__The task__:
Copy every row below word for word, but leave out the pictures.

__Exercise inputs__:

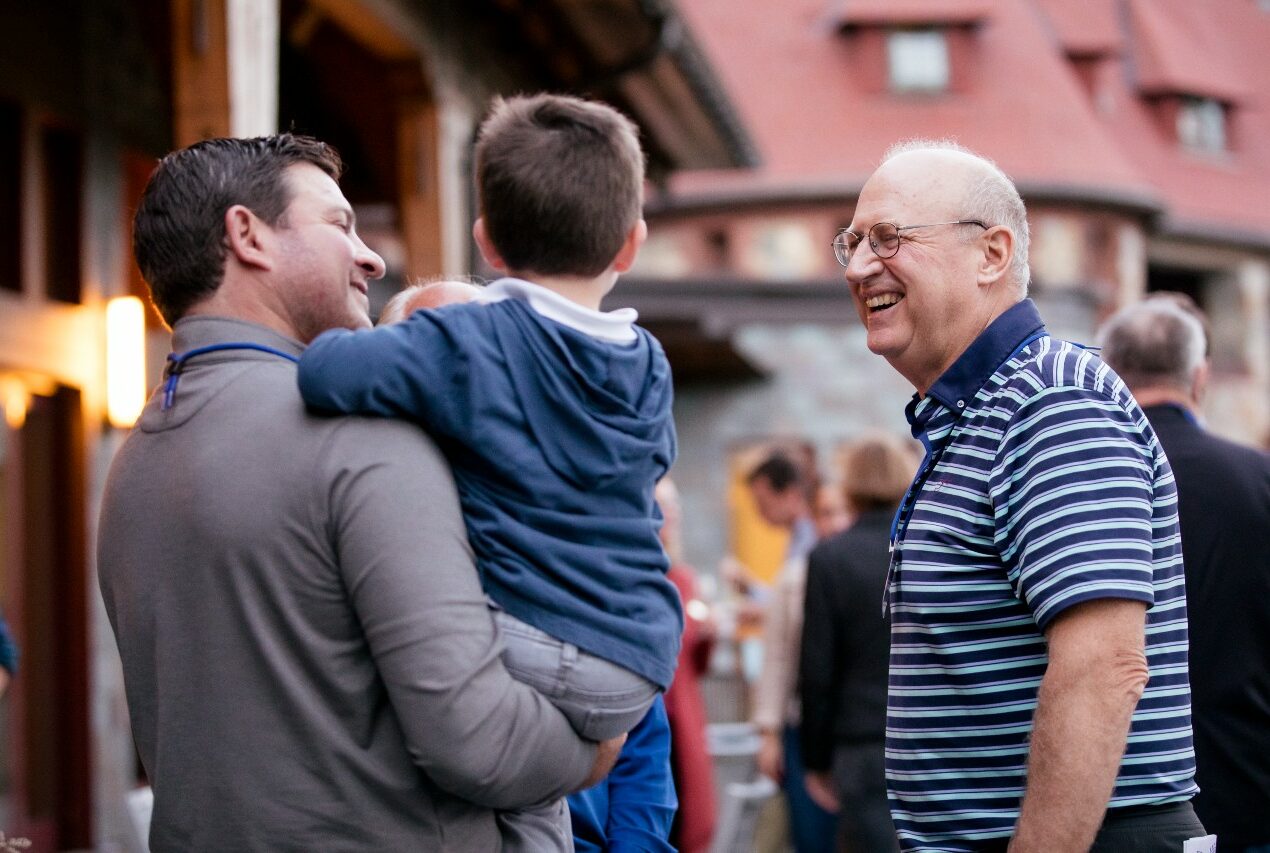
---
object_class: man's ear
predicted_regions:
[472,216,507,273]
[978,225,1015,286]
[1190,358,1213,410]
[225,204,273,269]
[613,220,648,273]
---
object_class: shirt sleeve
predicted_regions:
[298,305,486,437]
[315,420,596,809]
[569,697,678,853]
[989,387,1176,631]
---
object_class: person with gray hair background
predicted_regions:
[1100,293,1270,852]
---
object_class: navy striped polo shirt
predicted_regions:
[886,300,1196,850]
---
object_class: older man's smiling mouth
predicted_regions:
[865,293,904,312]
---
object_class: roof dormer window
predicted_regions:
[886,28,949,94]
[1177,95,1227,154]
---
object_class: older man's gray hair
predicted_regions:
[881,138,1031,298]
[1099,294,1205,392]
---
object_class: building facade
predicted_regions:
[618,0,1270,573]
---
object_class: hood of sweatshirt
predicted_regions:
[486,298,676,489]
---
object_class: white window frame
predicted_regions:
[1177,95,1228,154]
[886,27,953,94]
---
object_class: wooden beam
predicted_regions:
[171,0,232,147]
[398,98,443,279]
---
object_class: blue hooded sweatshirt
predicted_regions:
[300,279,683,689]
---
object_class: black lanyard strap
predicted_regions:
[163,340,300,411]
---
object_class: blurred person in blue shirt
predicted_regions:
[569,697,679,853]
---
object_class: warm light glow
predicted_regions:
[105,296,146,429]
[0,376,30,429]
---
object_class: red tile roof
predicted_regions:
[672,0,1270,242]
[838,0,988,27]
[1036,0,1124,56]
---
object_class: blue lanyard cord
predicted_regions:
[881,329,1049,617]
[163,340,300,411]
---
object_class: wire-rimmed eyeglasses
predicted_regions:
[833,220,989,267]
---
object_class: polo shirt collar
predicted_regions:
[926,300,1045,410]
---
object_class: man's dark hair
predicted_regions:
[476,94,644,277]
[745,451,806,491]
[132,133,343,325]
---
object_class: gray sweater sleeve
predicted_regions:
[316,418,596,809]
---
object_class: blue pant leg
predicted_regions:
[781,726,838,853]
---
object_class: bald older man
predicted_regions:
[834,141,1204,853]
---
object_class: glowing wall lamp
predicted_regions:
[0,376,30,429]
[105,296,146,429]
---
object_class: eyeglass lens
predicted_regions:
[833,222,899,267]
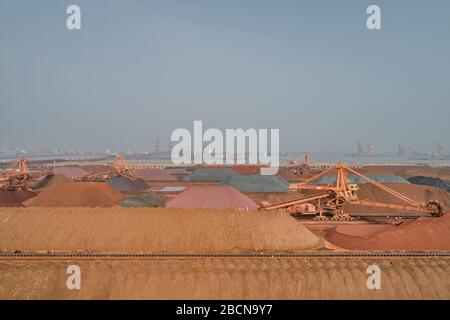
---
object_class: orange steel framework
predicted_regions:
[0,156,31,191]
[262,163,444,220]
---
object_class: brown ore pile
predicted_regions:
[325,213,450,250]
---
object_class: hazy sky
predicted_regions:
[0,0,450,151]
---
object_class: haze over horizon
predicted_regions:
[0,0,450,152]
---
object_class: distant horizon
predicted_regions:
[0,0,450,153]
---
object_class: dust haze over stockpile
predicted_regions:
[0,0,450,151]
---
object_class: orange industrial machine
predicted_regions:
[0,157,31,191]
[83,155,138,181]
[262,163,444,220]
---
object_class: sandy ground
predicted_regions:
[0,258,450,299]
[0,207,325,253]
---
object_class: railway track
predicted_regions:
[0,251,450,260]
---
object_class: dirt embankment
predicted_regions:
[0,207,325,253]
[0,258,450,300]
[0,190,36,207]
[24,182,123,207]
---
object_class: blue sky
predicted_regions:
[0,0,450,151]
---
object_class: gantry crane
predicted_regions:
[82,155,139,181]
[0,156,31,191]
[262,163,444,220]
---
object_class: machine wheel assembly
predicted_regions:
[426,200,445,217]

__Complete response__:
---
object_class: man's ear
predicted_regions:
[472,216,507,273]
[978,225,1015,286]
[1190,358,1213,410]
[225,204,273,269]
[613,220,648,273]
---
object_class: shirt sleeve
predicted_regions:
[298,305,486,437]
[315,420,596,809]
[569,697,678,853]
[989,387,1176,631]
---
object_class: person with gray hair background
predicted_regions:
[1100,293,1270,852]
---
object_class: navy striped polo shirt
predicted_regions:
[886,300,1196,850]
---
object_class: older man's smiling mouth
predicted_regions:
[865,293,904,312]
---
object_class: roof dormer window
predicted_regions:
[886,28,949,94]
[1177,95,1227,154]
---
object_class: older man's gray hair
predicted_regions:
[881,138,1031,298]
[1099,294,1205,392]
---
object_class: building facade
predicted_regions:
[618,0,1270,573]
---
object_class: hood of sweatshirt
predicted_regions:
[486,298,676,489]
---
object_class: white window frame
predicted_regions:
[1177,95,1228,154]
[886,27,953,94]
---
object_class: wooden beam
predicted_regions:
[171,0,232,147]
[398,98,443,279]
---
object_class: blue hooded sweatshirt
predicted_regions:
[300,279,683,689]
---
object_class: black lanyard strap
predicted_regions:
[163,340,300,411]
---
object_class: blurred person in blue shirt
predicted_regions:
[569,697,679,853]
---
object_class: warm light glow
predicted_regions:
[105,296,146,429]
[0,376,30,429]
---
object_class: red tile roof
predicted_regions:
[672,0,1270,242]
[838,0,988,27]
[1036,0,1124,56]
---
object_class: blue lanyard cord
predicted_regions:
[881,329,1049,617]
[163,340,300,411]
---
object_class: wire-rimmed eyeglasses
predicted_regions:
[833,220,989,267]
---
object_class: polo shirt collar
predicted_regions:
[926,300,1045,410]
---
object_class: man's dark hair
predicted_regions:
[476,94,644,277]
[745,451,806,491]
[132,133,343,325]
---
object_class: gray sweater sleeve
predicted_regions:
[316,418,596,809]
---
object_class: blue pant leg
predicted_regions:
[781,726,838,853]
---
object_class: bald older man
predicted_regions:
[834,141,1204,853]
---
object_class: glowing wall lamp
predicted_regions:
[0,376,30,429]
[105,296,146,429]
---
object_class: eyeglass lens
predicted_regions:
[833,222,899,267]
---
object_class: orange steel framework
predicted_regions:
[0,156,31,191]
[262,163,444,220]
---
object_class: brown ore pile
predicted_regions:
[325,213,450,250]
---
object_class: hazy sky
predicted_regions:
[0,0,450,151]
---
object_class: haze over horizon
predicted_regions:
[0,0,450,152]
---
object_class: distant horizon
predicted_regions:
[0,0,450,153]
---
object_class: dust haze over stockpile
predicted_regions:
[0,0,450,151]
---
object_class: orange industrial machine
predicted_regions:
[0,157,31,191]
[83,155,138,181]
[262,163,444,220]
---
object_class: sandy ground
predicted_regions:
[0,258,450,299]
[0,207,325,253]
---
object_class: railway track
predicted_regions:
[0,251,450,260]
---
object_class: dirt embankment
predicted_regions:
[0,207,325,253]
[0,258,450,300]
[0,190,36,207]
[24,182,123,207]
---
object_class: blue sky
predicted_regions:
[0,0,450,151]
---
object_class: gantry crane
predicted_regions:
[82,155,139,181]
[0,156,31,191]
[262,163,444,220]
---
object_class: machine wheel assembly
predicted_regions:
[426,200,445,217]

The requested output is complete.